● EXERCISE TASKS
A: In the Psych finale reflection, which scene was reportedly the last one filmed?
B: Extend the Psych finale reflection, picking up right after its final sentence.

++++ PASSAGE GIVEN

The finale was written and filmed before much of the rest of the season, though some parts were filmed after everything else (I read that a big surprise cameo, the revelation of off-screen Det. Dobson, was the last scene filmed). The title, “The Break Up”, given the situation, was ominous. It was originally 8 of 8. Then USA ordered 15 episodes. USA increased the order to 13 but only 10 were produced. They saved the official announcement until late January or early February, but most people knew it was coming. Then they did their best to make everyone think it was an unexpected cancellation. The promo for the finale said something like, “Next week: a life-shattering revelation; a marriage proposal; a career ruined. . . . OK, none of that’s going to happen. . . . ”
But it did, sort of. I never understood how they could “resolve” the show without something like the end of Season 7, with everyone getting fired, minimally, but they did it–quite amazingly well. And, like a good finale, it was a new beginning, almost a pilot for a new show, and has fans wanting to know what comes next, though nothing will).
So, in no particular order, I thought I’d reflect on some of my favorites:
–Psych
Nicely done! As I said, I didn’t think it could end on a positive note, but it did. Storylines were resolved. Characters literally got to say their good-byes. I have read many reviews that speak highly of the finale, and there’s no need to rehash their praise. My favorite moments were Henry saying he helped because Shawn finally called him; Lassiter refusing to hear Shawn’s confession and destroying it instead; Chief Vick, now Chief of Detectives in San Francisco, saying “We already have a guy–he’s alphabetizing the condiments in the kitchen” (Shawn replies, “Do you think that guy’s better than we are?” and fans across the Internet are saying, “Crossover movie!”); and the very beginning with its fourth wall breaking self-referential introduction where Shawn talks about leaving his job for the woman he loves, which in some sense James Roday was doing at the time (Maggie Lawson having left the show, and moved to LA, for the short-lived Back in the Game; she has another pilot next fall).

++++++++
++++ COLLECTED MATERIAL

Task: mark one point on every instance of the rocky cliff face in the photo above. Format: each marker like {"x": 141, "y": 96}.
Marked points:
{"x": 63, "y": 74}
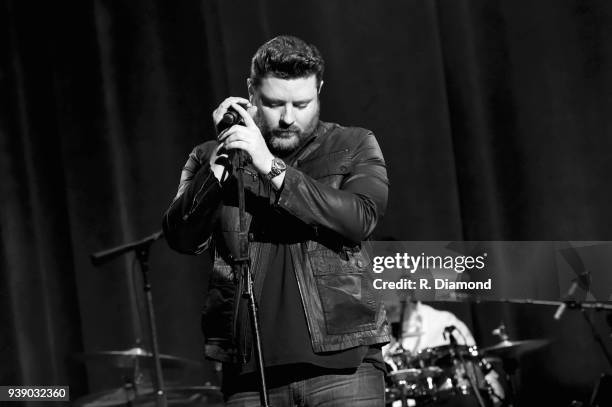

++++++++

● RESPONSES BY TASK
A: The big surprise cameo revealing the off-screen Det. Dobson.

B:
– Monk
Speaking of “the other guy,” it had to be one of the most moving finales I’ve ever seen (obviously, it’s on the list). Seeing everything come together: Adrian finally getting to be happy (realistically not “cured” but functional); Trudy’s murder solved; a sort of step daughter to have in his life; Randy getting a sheriff job in NJ and marrying Sharona; it all fit. And the poignance for me of thinking how, when the show had started, my eldest was a baby; how for a few years in VA it was the weekly ritual for me to go hang out with my father in law and watch Monk together: those memories added to the poignancy of the event, but the story was so well resolved.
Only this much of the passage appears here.